> [REQUIRED ACTIONS]
1 > Answer these questions about the Whatcom Works post:
(a) Near which town does the family that produces it live?
(b) Since what year has the family lived with livestock?
(c) Which local official does the post call very helpful?
2 > Print the passage of the Whatcom Works post from "We are publishing/editing" up to and including "of home work.".
3 > In the Whatcom Works post, what do the sentences beginning with "Some" say some producers do?

> [TEXT]
☆ ☆ ☆ ☆

Saturday, September 7, 2013

Whatcom Works Has Legs.


We have readers, and are getting affirming feedback. Thank you! It looks like this local “Drudge Page” has value. In conjunction with the theme of value added dairy, we want to say hello.

Whatcom Works  is produced by members of the John Kirk family. We live near Sumas, Washington, where we raise dairy sheep. Dad works a full time day job, and we are not being funded by any outside entity. We want to speak to multiple issues in local elections and public policy. Whatcom County has more needs than getting or denying a coal terminal.

We believe in the value of hard work, admire writers of well thought out works, and think that many Whatcom County traditional values work well.

We are publishing/editing with an eye to what we perceive as a intentional denial by local radio and news print outlets of local news and commentary that highlights and challenges recent local socialist initiatives and public policies that have failed so obviously in other parts of the world.

As a working family, we want to draw others into working for a happy life, with a focus on being net givers, not net takers. Thank you for your interest in our local “news”.

Dairy! Anyone who milks domesticated animals knows work. Anyone who leaves the urban refuge and acquires milking stock has several learning curves going simultaneously—a lot of home work.

After living with livestock since 1996, we think we understand the value of family members working with each other.

I remember attending a Sustainable Connections Seminar on local farm to institution food marketing opportunities several years ago. It was a great chance to network and find out how others were doing.

I came away with a sense of having met four distinct groups of people. There were the starry eyed 40 to 50 year olds, early retirees, having dropped a large portion of their assets into small farm acreages. They were so eager to get going with vegetables and “save the planet”.

There were the veterans of market gardening, more or less well beaten up, not wanting to ooze too much grimness, but having a hard time fantasizing with the newbies.

There were the local value added dairy farmers, some with big marketing bruises, some doing quite well, but for the most part making their dreams work.

Finally, there were the “operatives”. College types who smiled and ran the event, but were not farming. More like community organizers, shepherding “children” and setting up larger goals only marginally related to food, farming or sustainable land use.

Farm labor is expensive. In my discussions with other grow local/eat local value added food producers, there is a common haze of fatigue over trying to do as much as possible one’s self to make financial ends meet.

Some quit. Some finance. Some join co-ops. Some super specialize. Some take every grant that comes down the road. We all grapple with work loads.

A major benefit for our family has been an improved quality of life in food products. We really like the superior ice cream, yogurt, cheddar/manchego, cream cheese, feta—you name it. We also grow various fruits and have a good sized vegetable garden.

And, because we share the work load, life is good! However, for us, after a decade of learning and working, we still are not WSDA certified. We do not sell milk, or cheese to the public, or anyone. That may come very soon.

Our experience with local government officials has been mixed. The local WSDA dairy inspector has been very helpful. The Whatcom County planning and development department had a staff retraining program that almost took us out. We appealed and together found a solution.

☆ ☆ ☆ ☆

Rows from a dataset
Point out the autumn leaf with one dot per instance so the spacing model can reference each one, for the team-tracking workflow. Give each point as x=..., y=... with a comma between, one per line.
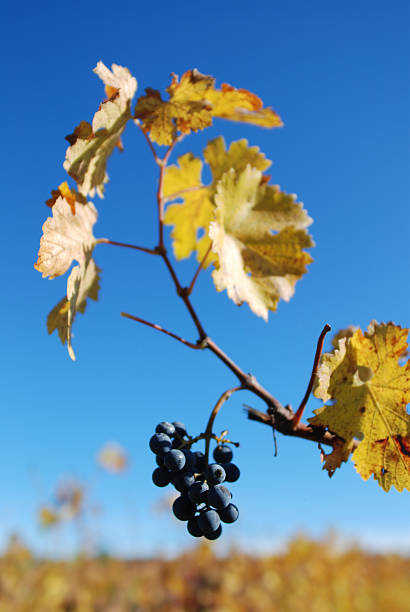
x=196, y=211
x=82, y=283
x=193, y=102
x=92, y=144
x=183, y=181
x=70, y=195
x=259, y=234
x=369, y=390
x=48, y=517
x=66, y=236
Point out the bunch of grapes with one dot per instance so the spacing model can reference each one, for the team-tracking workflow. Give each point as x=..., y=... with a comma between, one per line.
x=204, y=501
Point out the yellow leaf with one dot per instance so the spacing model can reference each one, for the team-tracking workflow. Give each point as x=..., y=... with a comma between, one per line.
x=82, y=283
x=370, y=391
x=196, y=211
x=255, y=265
x=47, y=517
x=66, y=236
x=193, y=102
x=91, y=145
x=387, y=460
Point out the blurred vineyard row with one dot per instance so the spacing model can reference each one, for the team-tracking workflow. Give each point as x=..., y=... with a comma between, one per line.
x=308, y=576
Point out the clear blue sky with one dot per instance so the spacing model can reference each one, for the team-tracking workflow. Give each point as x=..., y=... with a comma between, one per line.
x=338, y=75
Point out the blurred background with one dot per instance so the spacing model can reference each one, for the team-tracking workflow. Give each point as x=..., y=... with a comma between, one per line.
x=337, y=74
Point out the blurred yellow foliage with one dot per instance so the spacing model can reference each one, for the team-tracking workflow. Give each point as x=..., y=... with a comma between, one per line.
x=307, y=576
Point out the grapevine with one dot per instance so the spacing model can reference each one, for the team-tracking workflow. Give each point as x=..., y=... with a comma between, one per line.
x=255, y=239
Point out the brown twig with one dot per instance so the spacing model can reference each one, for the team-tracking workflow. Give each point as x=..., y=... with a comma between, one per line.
x=319, y=347
x=208, y=432
x=191, y=286
x=128, y=246
x=159, y=328
x=307, y=432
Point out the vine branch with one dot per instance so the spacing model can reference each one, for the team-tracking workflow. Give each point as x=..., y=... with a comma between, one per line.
x=282, y=418
x=319, y=347
x=159, y=328
x=208, y=432
x=128, y=246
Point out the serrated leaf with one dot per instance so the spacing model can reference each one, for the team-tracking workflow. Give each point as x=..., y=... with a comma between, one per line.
x=192, y=104
x=255, y=265
x=82, y=283
x=339, y=454
x=370, y=391
x=70, y=195
x=91, y=145
x=238, y=156
x=66, y=236
x=196, y=211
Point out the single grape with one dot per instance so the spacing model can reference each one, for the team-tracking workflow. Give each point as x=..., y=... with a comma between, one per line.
x=183, y=481
x=190, y=458
x=215, y=473
x=223, y=453
x=229, y=514
x=180, y=429
x=161, y=477
x=198, y=492
x=183, y=508
x=174, y=460
x=160, y=460
x=209, y=521
x=219, y=496
x=165, y=427
x=214, y=535
x=160, y=443
x=232, y=472
x=193, y=528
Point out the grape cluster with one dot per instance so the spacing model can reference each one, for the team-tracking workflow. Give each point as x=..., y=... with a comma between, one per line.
x=204, y=501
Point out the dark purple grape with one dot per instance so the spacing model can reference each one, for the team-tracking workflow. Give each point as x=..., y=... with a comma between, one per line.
x=232, y=472
x=215, y=473
x=174, y=460
x=214, y=535
x=160, y=443
x=180, y=429
x=165, y=427
x=223, y=453
x=229, y=514
x=183, y=481
x=161, y=477
x=193, y=528
x=209, y=521
x=198, y=492
x=219, y=496
x=160, y=460
x=183, y=508
x=190, y=460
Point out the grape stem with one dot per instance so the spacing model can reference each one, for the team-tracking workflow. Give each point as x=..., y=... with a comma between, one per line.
x=281, y=418
x=208, y=432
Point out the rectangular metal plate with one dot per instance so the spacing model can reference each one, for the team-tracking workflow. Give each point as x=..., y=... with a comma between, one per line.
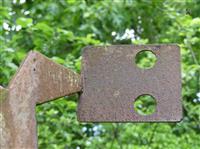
x=112, y=81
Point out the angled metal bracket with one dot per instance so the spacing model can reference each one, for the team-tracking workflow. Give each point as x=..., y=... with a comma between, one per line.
x=110, y=82
x=38, y=80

☆ ☆ ☆ ☆

> [FULL ANSWERS]
1 >
(a) Sumas, Washington
(b) 1996
(c) The local WSDA dairy inspector

2 >
We are publishing/editing with an eye to what we perceive as a intentional denial by local radio and news print outlets of local news and commentary that highlights and challenges recent local socialist initiatives and public policies that have failed so obviously in other parts of the world.

As a working family, we want to draw others into working for a happy life, with a focus on being net givers, not net takers. Thank you for your interest in our local “news”.

Dairy! Anyone who milks domesticated animals knows work. Anyone who leaves the urban refuge and acquires milking stock has several learning curves going simultaneously—a lot of home work.

3 >
- Quit
- Finance
- Join co-ops
- Super specialize
- Take every grant that comes down the road